- _Exercise aim_
Write out, as an exact transcription, the line that has "positive clicks: (686, 168) (569, 204)" and each line after it through the end of the data below.

[Stored data]
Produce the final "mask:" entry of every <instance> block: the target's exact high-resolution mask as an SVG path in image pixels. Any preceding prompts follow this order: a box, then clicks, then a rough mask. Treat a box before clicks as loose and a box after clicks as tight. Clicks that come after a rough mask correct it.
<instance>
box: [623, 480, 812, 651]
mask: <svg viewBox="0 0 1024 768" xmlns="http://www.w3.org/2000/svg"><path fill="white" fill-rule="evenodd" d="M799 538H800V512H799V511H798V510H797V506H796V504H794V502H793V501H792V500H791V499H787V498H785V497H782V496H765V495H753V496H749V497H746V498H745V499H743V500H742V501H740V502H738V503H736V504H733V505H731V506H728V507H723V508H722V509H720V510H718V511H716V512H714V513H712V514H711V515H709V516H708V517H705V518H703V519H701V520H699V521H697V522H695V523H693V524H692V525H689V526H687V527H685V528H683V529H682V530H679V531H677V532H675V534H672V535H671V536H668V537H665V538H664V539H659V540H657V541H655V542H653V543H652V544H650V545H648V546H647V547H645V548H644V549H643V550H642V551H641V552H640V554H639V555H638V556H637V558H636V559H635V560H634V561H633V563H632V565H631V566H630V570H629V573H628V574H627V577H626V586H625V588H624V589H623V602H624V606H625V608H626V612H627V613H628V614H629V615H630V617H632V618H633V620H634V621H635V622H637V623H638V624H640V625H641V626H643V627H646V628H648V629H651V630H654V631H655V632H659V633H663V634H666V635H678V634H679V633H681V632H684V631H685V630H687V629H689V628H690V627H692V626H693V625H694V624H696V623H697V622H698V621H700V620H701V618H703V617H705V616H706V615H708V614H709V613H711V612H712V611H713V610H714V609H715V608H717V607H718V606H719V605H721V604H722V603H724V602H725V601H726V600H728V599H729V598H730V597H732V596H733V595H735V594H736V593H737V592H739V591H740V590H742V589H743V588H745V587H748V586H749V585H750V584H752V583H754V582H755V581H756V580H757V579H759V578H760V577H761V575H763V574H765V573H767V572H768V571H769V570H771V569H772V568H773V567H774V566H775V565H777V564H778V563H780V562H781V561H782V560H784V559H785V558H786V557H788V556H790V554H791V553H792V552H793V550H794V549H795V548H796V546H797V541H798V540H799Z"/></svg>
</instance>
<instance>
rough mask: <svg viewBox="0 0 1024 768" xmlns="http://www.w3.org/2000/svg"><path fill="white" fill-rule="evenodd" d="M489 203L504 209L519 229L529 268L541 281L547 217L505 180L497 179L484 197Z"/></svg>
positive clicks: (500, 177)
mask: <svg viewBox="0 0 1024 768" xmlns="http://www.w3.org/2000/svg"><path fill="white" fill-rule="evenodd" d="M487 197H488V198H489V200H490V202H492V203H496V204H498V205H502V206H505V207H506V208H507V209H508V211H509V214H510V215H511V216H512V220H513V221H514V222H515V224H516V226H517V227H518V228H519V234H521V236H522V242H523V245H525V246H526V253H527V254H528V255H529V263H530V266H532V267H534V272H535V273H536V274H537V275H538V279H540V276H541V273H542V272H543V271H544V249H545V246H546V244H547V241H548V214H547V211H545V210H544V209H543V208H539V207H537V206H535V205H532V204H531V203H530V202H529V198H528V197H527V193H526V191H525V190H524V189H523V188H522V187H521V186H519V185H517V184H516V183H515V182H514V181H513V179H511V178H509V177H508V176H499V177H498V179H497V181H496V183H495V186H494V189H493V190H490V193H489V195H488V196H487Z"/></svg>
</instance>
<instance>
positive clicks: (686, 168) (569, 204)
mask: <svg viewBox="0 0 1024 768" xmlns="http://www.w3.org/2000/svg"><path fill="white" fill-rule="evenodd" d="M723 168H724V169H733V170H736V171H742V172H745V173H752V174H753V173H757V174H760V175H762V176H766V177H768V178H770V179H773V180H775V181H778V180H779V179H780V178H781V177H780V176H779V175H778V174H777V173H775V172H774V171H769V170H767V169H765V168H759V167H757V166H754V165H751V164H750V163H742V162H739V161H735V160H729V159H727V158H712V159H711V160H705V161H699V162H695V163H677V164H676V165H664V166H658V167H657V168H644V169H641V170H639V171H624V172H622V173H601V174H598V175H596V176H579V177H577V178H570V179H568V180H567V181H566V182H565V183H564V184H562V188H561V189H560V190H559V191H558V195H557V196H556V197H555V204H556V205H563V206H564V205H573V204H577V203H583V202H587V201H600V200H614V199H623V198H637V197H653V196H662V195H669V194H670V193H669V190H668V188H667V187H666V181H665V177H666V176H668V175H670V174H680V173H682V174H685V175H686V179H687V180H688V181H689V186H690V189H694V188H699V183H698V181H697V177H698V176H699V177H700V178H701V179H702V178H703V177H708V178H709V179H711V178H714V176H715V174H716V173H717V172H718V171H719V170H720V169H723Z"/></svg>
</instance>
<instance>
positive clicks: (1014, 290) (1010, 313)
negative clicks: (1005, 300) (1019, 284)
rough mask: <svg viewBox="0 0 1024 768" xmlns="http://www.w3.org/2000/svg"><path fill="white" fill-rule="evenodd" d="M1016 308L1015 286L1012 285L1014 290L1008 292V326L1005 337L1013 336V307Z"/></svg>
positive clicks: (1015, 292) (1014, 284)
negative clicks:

- _Solution to this exercise_
positive clicks: (686, 168) (569, 204)
mask: <svg viewBox="0 0 1024 768" xmlns="http://www.w3.org/2000/svg"><path fill="white" fill-rule="evenodd" d="M723 168H724V169H733V170H736V171H742V172H745V173H752V174H753V173H757V174H760V175H762V176H766V177H768V178H770V179H773V180H775V181H778V180H779V179H780V178H781V177H780V176H779V175H778V174H777V173H775V172H774V171H769V170H767V169H765V168H759V167H757V166H754V165H751V164H750V163H742V162H739V161H735V160H729V159H727V158H712V159H711V160H705V161H699V162H695V163H677V164H676V165H664V166H658V167H657V168H644V169H641V170H639V171H624V172H622V173H601V174H598V175H596V176H579V177H577V178H570V179H568V180H567V181H566V182H565V183H564V184H562V188H561V189H560V190H559V191H558V195H557V196H556V197H555V204H556V205H563V206H564V205H573V204H577V203H583V202H587V201H600V200H614V199H623V198H637V197H653V196H662V195H669V194H670V193H669V190H668V188H667V187H666V181H665V177H666V176H668V175H670V174H680V173H682V174H685V175H686V179H687V180H688V181H689V186H690V189H694V188H699V183H698V181H697V177H698V176H699V177H700V178H701V179H702V178H703V177H708V178H709V179H711V178H714V176H715V174H716V173H717V172H718V171H719V170H720V169H723Z"/></svg>
</instance>
<instance>
positive clicks: (1014, 290) (1010, 313)
negative clicks: (1005, 300) (1019, 284)
rough mask: <svg viewBox="0 0 1024 768" xmlns="http://www.w3.org/2000/svg"><path fill="white" fill-rule="evenodd" d="M1016 308L1015 286L1012 285L1014 290L1008 292V326L1005 337L1013 336V307Z"/></svg>
positive clicks: (1015, 292) (1014, 284)
negative clicks:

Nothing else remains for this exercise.